**Problems to solve**.
a: In the blog page below, how many respondents make up the exemplary survey dataset?
b: Translate this sentence from the blog page below into Spanish: "A part of the dataset in value label view of SPSS is shown in Table 1."

**Reading passage**.
※
Family Tree

Family Tree

About Me

My photo
Kathmandu, Bagmati Zone, Nepal
I am Basan Shrestha from Kathmandu, Nepal. I use the term 'BASAN' as 'Balancing Actions for Sustainable Agriculture and Natural Resources'. I am a Design, Monitoring & Evaluation professional. I hold 1) MSc in Regional and Rural Development Planning, Asian Institute of Technology, Thailand, 2002; 2) MSc in Statistics, Tribhuvan University (TU), Kathmandu, Nepal, 1995; and 3) MA in Sociology, TU, 1997. I have more than 10 years of professional experience in socio-economic research, monitoring and documentation on agricultural and natural resource management. I had worked in Lumle Agricultural Research Centre, western Nepal from Nov. 1997 to Dec. 2000; CARE Nepal, mid-western Nepal from Mar. 2003 to June 2006 and WTLCP in far-western Nepal from June 2006 to Jan. 2011, Training Institute for Technical Instruction (TITI) from July to Sep 2011, UN Women Nepal from Sep to Dec 2011 and Mercy Corps Nepal from 24 Jan 2012 to 14 August 2016 and CAMRIS International in Nepal commencing 1 February 2017. I have published articles to my credit.

Wednesday, November 27, 2019

Conditional and Joint Probabilities from an Exemplary Survey Dataset, Statistical Note 46

Understanding the concepts of joint and conditional probabilities and developing the skill to apply the concepts to calculate from the given dataset is important in the real time.

An exemplary survey dataset constitutes one hundred records of randomly sampled respondents categorized by smoking habit (smokers or non-smokers) and food habit (vegetarians or non-vegetarians). A part of the dataset in value label view of SPSS is shown in Table 1. Calculate the probability that a randomly sample respondent is a non-smokers is a non-vegetarian.
※
**Listing**.
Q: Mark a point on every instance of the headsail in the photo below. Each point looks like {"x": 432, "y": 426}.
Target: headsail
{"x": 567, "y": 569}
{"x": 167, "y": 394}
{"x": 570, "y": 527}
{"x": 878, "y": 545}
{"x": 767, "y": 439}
※
**Exercise answers**.
a: One hundred randomly sampled respondents.

b: Una parte del conjunto de datos en la vista de etiquetas de valor de SPSS se muestra en la Tabla 1.